Exercise: Read the entries that follow and give each one again precisely.

Data provided:
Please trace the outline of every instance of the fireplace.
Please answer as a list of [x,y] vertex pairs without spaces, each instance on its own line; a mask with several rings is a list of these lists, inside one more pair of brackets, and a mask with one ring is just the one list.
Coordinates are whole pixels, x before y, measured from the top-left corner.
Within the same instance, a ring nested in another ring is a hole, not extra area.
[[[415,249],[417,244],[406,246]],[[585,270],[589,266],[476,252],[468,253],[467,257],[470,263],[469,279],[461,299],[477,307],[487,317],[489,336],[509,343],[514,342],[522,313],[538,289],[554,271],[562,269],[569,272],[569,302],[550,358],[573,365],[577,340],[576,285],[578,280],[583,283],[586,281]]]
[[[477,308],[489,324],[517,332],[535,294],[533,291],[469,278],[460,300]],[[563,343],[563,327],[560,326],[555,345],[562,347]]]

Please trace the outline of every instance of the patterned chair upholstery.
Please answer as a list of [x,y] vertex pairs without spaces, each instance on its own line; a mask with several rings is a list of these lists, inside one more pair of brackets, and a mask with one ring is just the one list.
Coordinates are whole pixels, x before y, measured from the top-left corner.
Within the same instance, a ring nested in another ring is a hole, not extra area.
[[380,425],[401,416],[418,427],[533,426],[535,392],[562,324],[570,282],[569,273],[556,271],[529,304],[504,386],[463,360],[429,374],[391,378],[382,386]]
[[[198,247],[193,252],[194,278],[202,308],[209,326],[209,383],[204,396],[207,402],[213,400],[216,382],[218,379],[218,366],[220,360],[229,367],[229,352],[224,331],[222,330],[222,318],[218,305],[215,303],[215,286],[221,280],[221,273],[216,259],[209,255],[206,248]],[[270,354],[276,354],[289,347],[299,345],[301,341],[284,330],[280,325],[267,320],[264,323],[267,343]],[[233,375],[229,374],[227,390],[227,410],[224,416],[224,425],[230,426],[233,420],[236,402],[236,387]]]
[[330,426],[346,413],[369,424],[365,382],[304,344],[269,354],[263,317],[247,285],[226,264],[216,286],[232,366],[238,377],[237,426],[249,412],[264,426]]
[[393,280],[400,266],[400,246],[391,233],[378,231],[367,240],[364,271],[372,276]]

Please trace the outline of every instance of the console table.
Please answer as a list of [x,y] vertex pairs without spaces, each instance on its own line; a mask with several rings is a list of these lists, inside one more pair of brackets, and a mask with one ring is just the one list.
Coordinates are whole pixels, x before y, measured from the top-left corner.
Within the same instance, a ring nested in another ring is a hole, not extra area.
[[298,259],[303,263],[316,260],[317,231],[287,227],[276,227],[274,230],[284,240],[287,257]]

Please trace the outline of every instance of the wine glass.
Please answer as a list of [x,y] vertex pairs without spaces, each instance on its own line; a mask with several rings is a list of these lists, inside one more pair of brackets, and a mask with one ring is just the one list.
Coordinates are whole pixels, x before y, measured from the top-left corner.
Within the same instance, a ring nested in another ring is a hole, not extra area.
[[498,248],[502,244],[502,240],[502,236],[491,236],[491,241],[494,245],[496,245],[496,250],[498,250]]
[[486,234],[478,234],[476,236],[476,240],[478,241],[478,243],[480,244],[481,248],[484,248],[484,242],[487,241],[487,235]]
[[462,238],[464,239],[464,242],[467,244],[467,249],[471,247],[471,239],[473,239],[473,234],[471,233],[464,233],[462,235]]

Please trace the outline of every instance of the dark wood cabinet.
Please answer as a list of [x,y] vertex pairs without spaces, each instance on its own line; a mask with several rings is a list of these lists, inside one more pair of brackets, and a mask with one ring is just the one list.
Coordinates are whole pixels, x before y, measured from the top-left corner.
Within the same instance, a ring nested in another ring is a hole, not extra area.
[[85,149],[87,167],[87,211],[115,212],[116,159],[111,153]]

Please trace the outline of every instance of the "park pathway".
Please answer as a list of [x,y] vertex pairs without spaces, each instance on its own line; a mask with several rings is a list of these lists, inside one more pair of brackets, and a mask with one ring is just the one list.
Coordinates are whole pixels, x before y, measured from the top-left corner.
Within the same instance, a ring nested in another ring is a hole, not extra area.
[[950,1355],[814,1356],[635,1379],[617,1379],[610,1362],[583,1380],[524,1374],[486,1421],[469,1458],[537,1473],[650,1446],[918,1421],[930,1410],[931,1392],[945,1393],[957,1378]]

Result below:
Please trace the outline of every instance of the fireplace.
Please answer as a list of [x,y] vertex pairs without spaces, each instance on its own line; a mask with several rings is a list of these lists, inside one more pair of brackets, and a mask with one ring is just the one list.
Coordinates are whole pixels, x before y, measured from the top-left corner.
Within the same instance, a ring nested in another ring is a hole, not extra area.
[[[415,249],[417,244],[406,246]],[[585,270],[589,266],[476,252],[468,253],[467,257],[470,263],[469,279],[461,299],[477,307],[487,317],[489,336],[509,343],[514,342],[522,313],[538,289],[554,271],[562,269],[569,272],[569,302],[550,358],[573,365],[577,340],[576,285],[578,280],[583,283],[586,281]]]
[[[477,308],[489,324],[517,332],[535,294],[533,291],[469,278],[460,300]],[[563,343],[563,327],[560,326],[555,345],[562,347]]]

Please trace the outline of every instance of the patterned chair upholstery.
Please answer as a list of [x,y] vertex pairs without spaces, each instance on its own line; a mask with several rings is a list of these lists, inside one more pair of brackets, and a mask with one ring is just the one list.
Coordinates are whole pixels, x before y, measured from the top-left corner.
Within the same instance, a ring nested in another ring is a hole, not extra area.
[[380,425],[401,416],[418,427],[533,426],[535,392],[562,324],[570,282],[569,273],[556,271],[529,304],[504,386],[463,360],[429,374],[391,378],[382,386]]
[[[198,247],[193,252],[194,278],[202,308],[209,326],[209,383],[204,396],[207,402],[213,400],[216,382],[218,379],[218,366],[220,360],[229,367],[229,352],[224,331],[222,330],[222,318],[218,305],[215,303],[215,286],[221,280],[221,273],[216,259],[209,255],[206,248]],[[270,354],[276,354],[289,347],[299,345],[301,341],[284,330],[280,325],[267,320],[264,323],[267,343]],[[233,375],[229,374],[227,390],[227,410],[224,416],[224,425],[230,426],[233,420],[236,402],[236,387]]]
[[330,426],[346,413],[369,424],[365,382],[304,344],[269,354],[263,317],[247,285],[226,264],[216,286],[232,366],[238,377],[237,426],[249,412],[264,426]]
[[393,280],[400,266],[400,246],[391,233],[378,231],[367,240],[364,271],[372,276]]

Please trace the outline of every instance of the console table.
Please answer as a list of [x,y] vertex pairs without spaces, each instance on its own line; a mask with several rings is a list of these lists, inside one more pair of brackets, and a mask with one ring is just the one list.
Coordinates are whole pixels, x before y, measured from the top-left corner.
Within the same instance, a ring nested in another ring is a hole, not extra area.
[[298,259],[303,263],[316,260],[317,231],[287,227],[276,227],[274,230],[284,240],[287,257]]

Please trace the outline of every instance of the wine glass.
Please answer as a list of [x,y] vertex pairs without spaces, each instance on its own line; a mask with several rings is a list of these lists, inside one more pair of brackets, and a mask with one ring is just the one list.
Coordinates are whole pixels, x before y, measured from the top-left corner.
Within the same instance, a ring nested in another ring is a hole, not extra area.
[[498,248],[502,244],[502,240],[502,236],[491,236],[491,241],[494,245],[496,245],[496,250],[498,250]]
[[486,234],[478,234],[476,236],[476,240],[478,241],[478,243],[480,244],[481,248],[484,248],[484,242],[487,241],[487,235]]
[[462,238],[464,239],[464,242],[467,244],[467,249],[471,247],[471,239],[473,239],[473,234],[471,233],[464,233],[462,235]]

Please trace the outline of every instance of the dark wood cabinet.
Please answer as a list of [x,y] vertex pairs without spaces, each instance on its own line; a mask with several rings is a list of these lists, inside one more pair of brackets, and a mask with one ring is just the one list.
Coordinates are whole pixels, x before y, measured from the top-left corner.
Within the same instance, a ring nested in another ring is a hole, not extra area.
[[85,149],[87,167],[87,211],[115,212],[116,159],[111,153]]

Please trace the outline of every instance of the "park pathway".
Please answer as a list of [x,y] vertex pairs without spaces, each instance on its own line; a mask with several rings is a list of these lists, inside one more pair of brackets, and a mask with one ring is just the one list.
Coordinates are whole pixels, x before y, measured from the top-left corner.
Within the same instance, a ring nested in another ring is a hole, not extra area.
[[950,1355],[814,1356],[635,1379],[617,1379],[610,1362],[583,1380],[524,1374],[486,1421],[469,1458],[537,1473],[650,1446],[918,1421],[930,1410],[931,1392],[945,1393],[957,1378]]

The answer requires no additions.